Mana yang Didahulukan Kafan atau Utang

Terdapat perbedaan pendapat di kalangan ulama mengenai mana yang harus didahulukan bagi mayit yang miskin sekali, apakah utang atau kafan. Jika harta yang dimiliki mayit hanya cukup untuk melunasi utangnya, maka biaya kafan menjadi kurang. Sebaliknya, jika hartanya digunakan untuk membeli kafan, utangnya tidak dapat terbayar lunas.

Ibnu Hazm Rahimahullah mendahulukan pembayaran utang. Beliau beralasan: Allah Subhanahu wa Ta’ala tidak menjadikan harta waris dan wasiat kecuali pada harta yang ditinggalkan seseorang setelah utangnya dibayar.

Dalam Al-Qur’an disebutkan:

…مِن بَعْدِ وَصِيَّةٍ يُوصِي بِهَا أَوْ دَيْنٍ…

“…sesudah dipenuhi wasiat yang dibuatnya atau sesudah dibayar utangnya.” (QS. An-Nisa`[4]: 11)

Maka, menjadi benar kesimpulan bahwa utang itu harus didahulukan daripada pembagian warisan, termasuk didahulukan dari biaya kafan. Apabila harta mayit hanya cukup untuk menutup utang, maka harta tersebut digunakan untuk utang. Sedangkan kafan, kewajibannya berpindah kepada kaum muslimin lainnya, sehingga menjadi wajib atas kaum muslimin untuk mengafaninya.

--- Data untuk Diolah ---
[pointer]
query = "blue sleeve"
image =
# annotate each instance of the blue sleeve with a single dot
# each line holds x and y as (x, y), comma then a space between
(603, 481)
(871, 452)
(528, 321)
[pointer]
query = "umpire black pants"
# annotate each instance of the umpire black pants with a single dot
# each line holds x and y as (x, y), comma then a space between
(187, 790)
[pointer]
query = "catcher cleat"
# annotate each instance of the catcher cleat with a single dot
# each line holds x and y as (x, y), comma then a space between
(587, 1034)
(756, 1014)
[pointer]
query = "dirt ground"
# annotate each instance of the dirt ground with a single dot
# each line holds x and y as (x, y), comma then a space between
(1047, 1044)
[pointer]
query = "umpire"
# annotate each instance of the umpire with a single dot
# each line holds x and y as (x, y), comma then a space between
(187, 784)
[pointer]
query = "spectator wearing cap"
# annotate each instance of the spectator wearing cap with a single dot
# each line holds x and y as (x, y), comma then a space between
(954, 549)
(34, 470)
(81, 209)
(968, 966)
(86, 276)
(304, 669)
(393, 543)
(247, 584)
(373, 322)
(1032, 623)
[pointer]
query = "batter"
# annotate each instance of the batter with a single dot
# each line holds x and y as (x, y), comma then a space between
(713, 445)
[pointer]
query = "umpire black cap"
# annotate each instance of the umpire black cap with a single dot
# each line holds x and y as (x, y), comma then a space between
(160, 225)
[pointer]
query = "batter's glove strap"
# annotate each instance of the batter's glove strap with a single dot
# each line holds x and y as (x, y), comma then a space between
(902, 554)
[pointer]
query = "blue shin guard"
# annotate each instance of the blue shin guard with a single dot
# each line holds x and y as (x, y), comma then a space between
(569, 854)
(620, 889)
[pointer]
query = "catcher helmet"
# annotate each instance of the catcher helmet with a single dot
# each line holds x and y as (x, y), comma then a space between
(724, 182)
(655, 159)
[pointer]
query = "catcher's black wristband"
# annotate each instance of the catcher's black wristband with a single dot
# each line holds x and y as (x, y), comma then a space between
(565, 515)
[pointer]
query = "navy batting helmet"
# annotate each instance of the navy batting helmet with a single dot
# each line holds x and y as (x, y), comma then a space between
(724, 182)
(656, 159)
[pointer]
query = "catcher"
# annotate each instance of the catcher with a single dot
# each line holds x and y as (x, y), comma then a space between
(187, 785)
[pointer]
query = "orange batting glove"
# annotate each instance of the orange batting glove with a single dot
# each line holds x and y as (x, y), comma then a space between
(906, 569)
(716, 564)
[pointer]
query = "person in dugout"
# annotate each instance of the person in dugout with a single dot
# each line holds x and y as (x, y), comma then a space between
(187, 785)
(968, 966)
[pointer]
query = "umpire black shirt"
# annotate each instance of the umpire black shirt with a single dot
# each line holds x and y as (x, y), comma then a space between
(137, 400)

--- Daftar Tugas ---
A) Menurut teks tentang kafan dan utang, kepada siapa kewajiban mengafani mayit berpindah jika hartanya hanya cukup untuk menutup utang?
B) Hitung baris dalam data yang memuat kata "strap", lalu tuliskan angkanya saja.

--- Kumpulan Jawaban ---
A) Kewajiban itu berpindah kepada kaum muslimin lainnya.

B) 2